→ **Text for analysis**:
Cerebras CEO, Andrew Feldman on Why Raise $1BN and Delay the IPO & Why NVIDIA’s Worried About Growth
Watch on YouTube ↗ Summary based on the YouTube transcript and episode description.
Cerebras CEO Andrew Feldman explains why he raised $1.1B instead of IPOing, why Nvidia’s tactics signal growth anxiety, and why chip depreciation is misunderstood.
- Cerebras raised $1.1B Series G at $8.1B valuation led by Fidelity; Fidelity’s participation sends a specific signal to Wall Street public-market confidence.
- Nvidia’s investments in OpenAI and predatory pre-announcements (B300 before B200 ships) are classic large-company tactics used when technical leadership is threatened.
- Real chip depreciation question is not age but whether next-gen performance/watt gain justifies retiring fully-paid-off hardware; H100s still in use beyond 2-year cycles.
- Memory bandwidth, not compute flops, is the fundamental inference bottleneck for GPU architectures; Cerebras solved this by building a wafer-scale chip filled with fast SRAM.

→ **Assignment**: Extend the Cerebras interview summary with further bullet points that follow its final point on memory bandwidth.

Stored data entries:

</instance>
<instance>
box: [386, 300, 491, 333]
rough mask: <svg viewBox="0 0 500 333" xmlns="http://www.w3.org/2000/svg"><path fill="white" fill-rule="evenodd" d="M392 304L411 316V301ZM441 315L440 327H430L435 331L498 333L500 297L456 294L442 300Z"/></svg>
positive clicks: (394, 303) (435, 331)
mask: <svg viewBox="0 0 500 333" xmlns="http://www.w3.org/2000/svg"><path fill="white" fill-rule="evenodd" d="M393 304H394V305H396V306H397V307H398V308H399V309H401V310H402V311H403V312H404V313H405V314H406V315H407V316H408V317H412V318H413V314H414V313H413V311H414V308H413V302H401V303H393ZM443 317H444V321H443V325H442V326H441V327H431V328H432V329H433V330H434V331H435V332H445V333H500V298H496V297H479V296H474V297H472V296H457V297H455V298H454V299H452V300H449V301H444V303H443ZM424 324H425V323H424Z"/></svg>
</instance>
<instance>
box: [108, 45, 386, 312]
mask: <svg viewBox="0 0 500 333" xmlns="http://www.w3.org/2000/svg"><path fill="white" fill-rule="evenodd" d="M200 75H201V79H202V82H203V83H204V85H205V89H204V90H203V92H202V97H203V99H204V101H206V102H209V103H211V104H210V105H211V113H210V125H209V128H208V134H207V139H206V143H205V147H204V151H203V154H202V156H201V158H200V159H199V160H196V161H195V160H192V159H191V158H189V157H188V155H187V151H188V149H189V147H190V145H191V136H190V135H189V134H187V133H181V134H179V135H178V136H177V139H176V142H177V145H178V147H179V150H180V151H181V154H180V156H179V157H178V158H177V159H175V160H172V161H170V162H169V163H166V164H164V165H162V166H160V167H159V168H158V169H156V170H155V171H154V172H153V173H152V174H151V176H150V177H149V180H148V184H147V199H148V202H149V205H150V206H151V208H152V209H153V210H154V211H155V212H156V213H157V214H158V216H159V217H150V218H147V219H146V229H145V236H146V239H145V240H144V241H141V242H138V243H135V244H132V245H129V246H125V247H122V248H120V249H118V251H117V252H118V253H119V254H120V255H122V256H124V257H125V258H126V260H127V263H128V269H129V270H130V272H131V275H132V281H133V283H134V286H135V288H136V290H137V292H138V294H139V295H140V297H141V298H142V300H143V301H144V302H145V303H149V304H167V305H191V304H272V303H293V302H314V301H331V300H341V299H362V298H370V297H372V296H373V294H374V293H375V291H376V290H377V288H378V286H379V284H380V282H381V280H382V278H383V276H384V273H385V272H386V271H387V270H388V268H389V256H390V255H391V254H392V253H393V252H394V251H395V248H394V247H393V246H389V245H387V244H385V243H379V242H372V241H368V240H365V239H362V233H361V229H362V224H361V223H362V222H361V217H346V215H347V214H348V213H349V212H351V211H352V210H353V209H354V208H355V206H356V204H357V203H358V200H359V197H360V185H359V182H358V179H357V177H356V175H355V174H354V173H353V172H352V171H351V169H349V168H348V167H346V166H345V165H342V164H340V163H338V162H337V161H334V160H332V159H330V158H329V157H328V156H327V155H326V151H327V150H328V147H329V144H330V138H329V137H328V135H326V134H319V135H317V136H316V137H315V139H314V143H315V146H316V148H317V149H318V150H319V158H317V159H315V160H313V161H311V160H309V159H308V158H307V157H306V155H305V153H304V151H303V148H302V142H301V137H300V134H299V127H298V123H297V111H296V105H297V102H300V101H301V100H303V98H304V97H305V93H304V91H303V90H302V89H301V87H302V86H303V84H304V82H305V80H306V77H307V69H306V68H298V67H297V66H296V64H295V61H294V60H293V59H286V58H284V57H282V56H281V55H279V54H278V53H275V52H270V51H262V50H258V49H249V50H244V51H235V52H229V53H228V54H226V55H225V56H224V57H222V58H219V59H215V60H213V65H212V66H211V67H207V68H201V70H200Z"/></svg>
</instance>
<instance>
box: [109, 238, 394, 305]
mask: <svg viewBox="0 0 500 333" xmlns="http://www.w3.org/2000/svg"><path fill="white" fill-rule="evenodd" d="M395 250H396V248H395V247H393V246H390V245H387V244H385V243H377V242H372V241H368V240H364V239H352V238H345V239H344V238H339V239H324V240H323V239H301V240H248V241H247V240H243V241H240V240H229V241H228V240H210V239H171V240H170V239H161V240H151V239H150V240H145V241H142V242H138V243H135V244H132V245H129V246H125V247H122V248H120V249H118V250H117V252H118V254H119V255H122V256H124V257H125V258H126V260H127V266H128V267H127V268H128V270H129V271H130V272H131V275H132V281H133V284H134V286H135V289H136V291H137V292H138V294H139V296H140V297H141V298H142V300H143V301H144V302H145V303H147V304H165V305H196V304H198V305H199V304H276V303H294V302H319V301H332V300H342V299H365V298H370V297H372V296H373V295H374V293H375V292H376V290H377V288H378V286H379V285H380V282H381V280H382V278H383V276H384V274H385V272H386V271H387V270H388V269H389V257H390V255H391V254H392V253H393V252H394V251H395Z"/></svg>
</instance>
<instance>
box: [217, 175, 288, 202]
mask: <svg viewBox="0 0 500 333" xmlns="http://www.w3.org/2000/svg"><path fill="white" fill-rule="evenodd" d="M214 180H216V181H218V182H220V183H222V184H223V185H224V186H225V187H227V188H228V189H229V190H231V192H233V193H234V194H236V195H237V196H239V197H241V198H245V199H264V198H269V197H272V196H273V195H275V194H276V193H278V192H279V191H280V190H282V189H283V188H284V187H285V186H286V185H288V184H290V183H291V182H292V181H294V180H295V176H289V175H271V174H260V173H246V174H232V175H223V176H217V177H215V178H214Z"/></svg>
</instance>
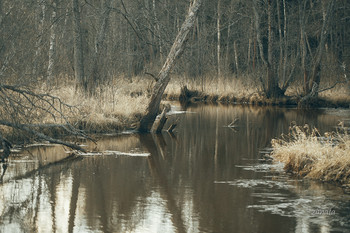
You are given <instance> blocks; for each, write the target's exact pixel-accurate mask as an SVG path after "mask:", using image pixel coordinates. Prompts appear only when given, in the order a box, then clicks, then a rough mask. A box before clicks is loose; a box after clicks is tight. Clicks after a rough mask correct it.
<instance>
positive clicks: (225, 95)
mask: <svg viewBox="0 0 350 233" xmlns="http://www.w3.org/2000/svg"><path fill="white" fill-rule="evenodd" d="M59 80H60V83H58V84H56V85H54V86H55V88H54V89H52V90H51V91H50V92H51V94H52V95H54V96H57V97H59V98H60V99H61V100H62V101H63V102H65V103H67V104H69V105H72V106H75V107H76V110H75V111H74V112H73V113H72V112H65V115H68V116H69V119H70V121H71V122H73V123H76V125H77V126H79V127H80V128H83V129H85V130H89V131H92V132H113V131H115V130H120V129H124V128H130V127H132V126H134V127H135V125H136V124H137V123H138V121H139V119H140V117H141V116H142V114H143V113H144V111H145V109H146V107H147V104H148V102H149V97H150V92H151V90H152V87H153V85H154V82H155V81H154V80H153V78H151V77H150V76H142V77H133V78H132V81H131V79H130V78H125V77H116V78H114V79H113V81H110V82H109V83H108V84H106V85H103V86H101V87H99V88H98V90H97V91H96V94H95V95H94V96H92V97H87V96H86V95H84V94H83V93H82V92H80V91H77V90H76V88H75V82H74V81H70V80H73V78H70V77H63V78H60V79H59ZM185 85H186V86H187V87H188V88H189V89H190V90H196V91H199V92H200V93H201V94H202V95H203V96H204V95H205V100H206V101H212V102H216V101H221V102H230V103H233V102H238V103H251V104H256V105H266V104H267V105H269V104H276V102H271V101H272V100H268V99H266V97H265V96H264V95H261V94H260V93H261V87H260V85H257V81H256V80H254V77H251V76H244V75H242V76H239V77H232V76H230V77H219V78H217V77H216V75H213V76H203V77H198V78H191V77H180V76H172V79H171V81H170V83H169V85H168V87H167V89H166V90H165V94H166V95H167V98H168V99H174V100H177V99H178V97H179V95H180V93H181V87H183V86H185ZM39 88H40V90H38V92H46V90H47V88H46V87H45V86H43V87H39ZM330 92H331V91H330ZM327 94H328V93H327ZM330 96H333V97H335V96H337V95H334V93H333V94H332V93H331V94H330ZM286 103H287V102H286V100H283V99H281V100H278V103H277V104H282V105H283V104H286ZM44 122H45V123H52V119H49V118H48V119H47V120H45V121H44ZM56 123H57V122H56Z"/></svg>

→ **Response below**:
- UAE customers (G42 and others) accounted for ~75-80% of Cerebras revenue through H1 2024, placing orders so large they consumed all manufacturing capacity.
- TSMC fab construction takes years and costs $30-50B each; data center gigawatt facilities being announced are not yet operational, keeping chip supply below demand.
- AI talent shortage is a structural US bottleneck; immigration policy restricting H-1B visas directly harms the pipeline of engineers needed to meet compute demand.
- AlphaFold solved protein folding years ago yet no resulting drug exists yet — Feldman uses this to argue AI productivity diffusion takes 10-15 years, not 3-5.